─── Selected excerpt ───
Class 3 represents households with high financial inclusion, characterized by consistently high probabilities of access and usage across all financial services.
Class 2 reflects households with limited financial engagement, marked by low participation in a broad range of financial activities. This includes minimal use of microfinance savings, limited access to remittances and insurance, low ownership of bank accounts, and reduced involvement in cooperative and association-based savings mechanisms.
Class 1 indicates moderate financial engagement, with relatively high usage of remittances, insurance, cooperative savings, and microfinance services. However, this group shows lower participation in credit access, informal savings, and savings through associations.
These findings suggest meaningful behavioral and access-related differences across the population.
─── Stored data ───
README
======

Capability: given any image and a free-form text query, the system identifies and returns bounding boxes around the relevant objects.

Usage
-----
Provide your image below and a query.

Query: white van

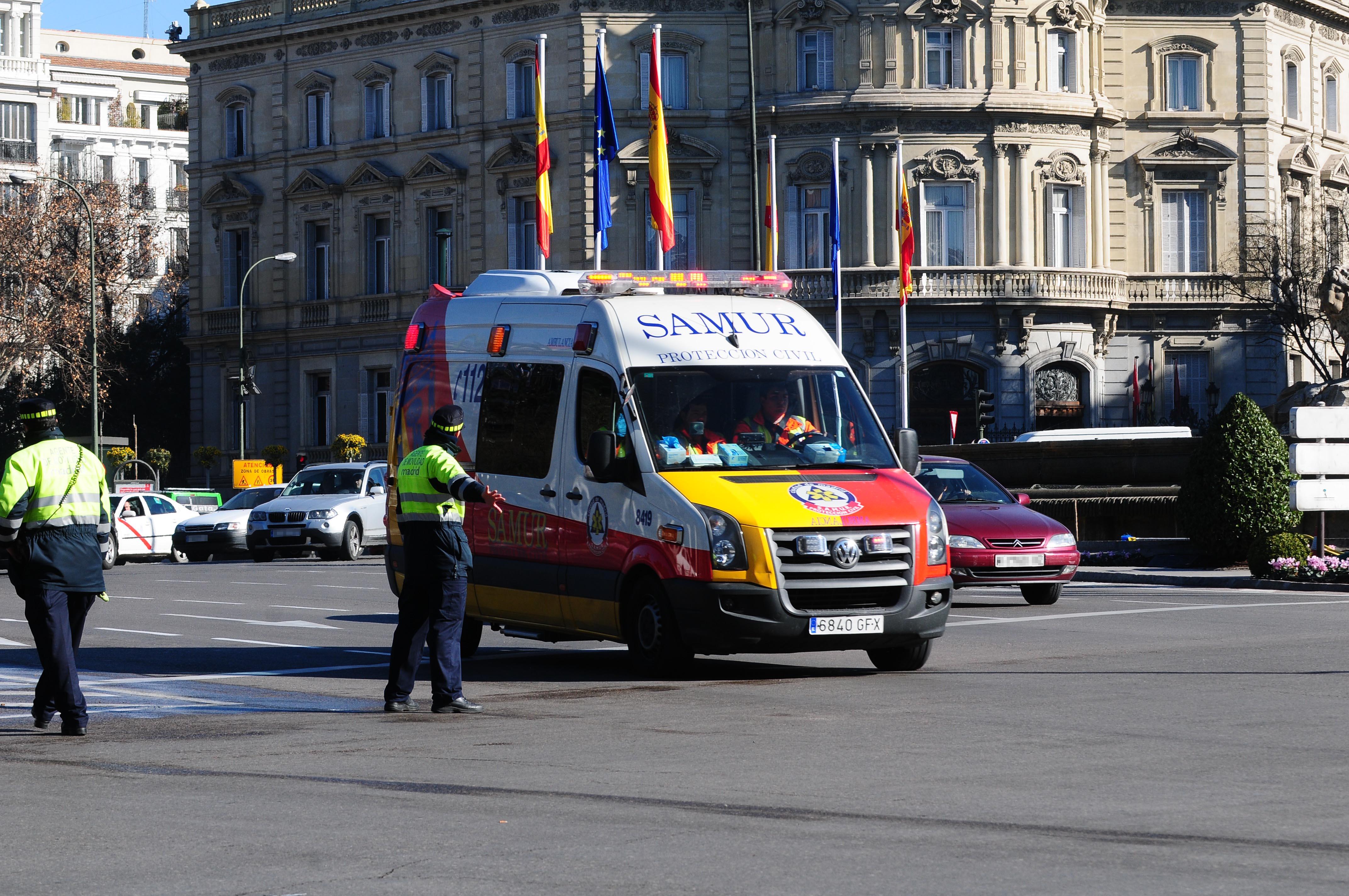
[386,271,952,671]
───
─── Stored data ───
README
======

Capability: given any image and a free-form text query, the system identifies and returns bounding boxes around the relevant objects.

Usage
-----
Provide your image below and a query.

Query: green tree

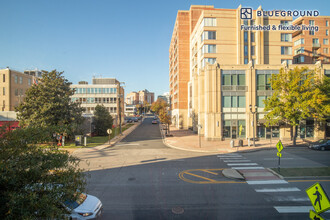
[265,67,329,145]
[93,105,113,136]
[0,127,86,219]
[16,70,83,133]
───
_What is needed_.
Pick up the passage on household financial inclusion classes and continue it from its final sentence.

_Output_.
Conclusion and Future Use Cases
This analysis demonstrates how Latent Class Analysis (LCA) can effectively uncover hidden patterns in household financial behaviors, enabling more tailored financial inclusion strategies.
In business contexts, such segmentation can inform targeted financial product design, credit risk scoring, or customer outreach strategies. In the development sector, LCA can support program targeting for underserved groups. In healthcare, LCA can uncover behavioral subgroups for adherence, symptom management, or response to health financing programs. Finally, LCA offers a powerful tool for analyzing patient-reported outcomes, enabling more personalized interventions and resource allocation.
Future work may link class membership to household welfare indicators or simulate how shifts in service access could transition households across inclusion tiers.